(Point localization data)
◇ ◇ ◇ ◇ ◇ ◇ ◇

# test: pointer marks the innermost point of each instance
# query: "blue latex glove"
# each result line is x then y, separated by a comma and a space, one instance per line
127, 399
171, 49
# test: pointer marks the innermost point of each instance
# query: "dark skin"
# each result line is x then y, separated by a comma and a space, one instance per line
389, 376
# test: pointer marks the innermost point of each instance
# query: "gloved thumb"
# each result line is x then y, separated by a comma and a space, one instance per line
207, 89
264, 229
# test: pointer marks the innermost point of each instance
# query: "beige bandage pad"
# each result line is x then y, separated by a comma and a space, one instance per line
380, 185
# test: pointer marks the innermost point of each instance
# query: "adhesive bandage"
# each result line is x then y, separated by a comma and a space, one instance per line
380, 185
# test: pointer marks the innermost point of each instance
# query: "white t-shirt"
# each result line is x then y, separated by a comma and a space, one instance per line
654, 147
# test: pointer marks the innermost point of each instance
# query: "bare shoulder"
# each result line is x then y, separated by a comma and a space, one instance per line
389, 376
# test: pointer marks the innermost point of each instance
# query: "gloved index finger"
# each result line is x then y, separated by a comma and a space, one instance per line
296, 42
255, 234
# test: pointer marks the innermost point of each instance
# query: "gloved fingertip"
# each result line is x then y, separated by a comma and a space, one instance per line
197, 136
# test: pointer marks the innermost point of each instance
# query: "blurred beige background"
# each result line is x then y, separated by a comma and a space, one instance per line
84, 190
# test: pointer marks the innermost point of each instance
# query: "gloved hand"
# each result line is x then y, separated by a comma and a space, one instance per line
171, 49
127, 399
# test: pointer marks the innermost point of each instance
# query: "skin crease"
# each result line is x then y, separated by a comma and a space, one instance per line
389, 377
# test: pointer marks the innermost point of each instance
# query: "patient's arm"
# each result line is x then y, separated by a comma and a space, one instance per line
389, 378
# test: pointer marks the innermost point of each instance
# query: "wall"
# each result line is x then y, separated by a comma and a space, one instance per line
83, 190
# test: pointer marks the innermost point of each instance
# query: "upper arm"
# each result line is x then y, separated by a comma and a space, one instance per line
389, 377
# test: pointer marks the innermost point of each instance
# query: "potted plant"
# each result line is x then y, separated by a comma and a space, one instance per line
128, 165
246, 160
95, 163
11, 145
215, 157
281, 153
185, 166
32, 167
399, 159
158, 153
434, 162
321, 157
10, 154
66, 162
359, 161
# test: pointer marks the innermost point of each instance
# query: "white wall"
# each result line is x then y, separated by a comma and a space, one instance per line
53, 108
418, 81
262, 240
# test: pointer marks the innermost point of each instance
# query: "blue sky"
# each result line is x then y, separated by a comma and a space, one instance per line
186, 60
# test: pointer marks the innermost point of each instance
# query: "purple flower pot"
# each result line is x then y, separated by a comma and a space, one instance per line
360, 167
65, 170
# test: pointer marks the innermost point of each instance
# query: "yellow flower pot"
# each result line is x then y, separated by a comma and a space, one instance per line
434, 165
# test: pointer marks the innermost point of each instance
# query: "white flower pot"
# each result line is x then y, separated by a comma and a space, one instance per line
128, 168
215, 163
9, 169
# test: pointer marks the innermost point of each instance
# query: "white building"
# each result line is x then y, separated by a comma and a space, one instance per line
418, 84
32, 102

◇ ◇ ◇ ◇ ◇ ◇ ◇

> **Work required**: From the entries, report each line that includes the word "flower".

> **Task solution**:
# query: "purple flower pot"
# query: "yellow flower pot"
# query: "white flower pot"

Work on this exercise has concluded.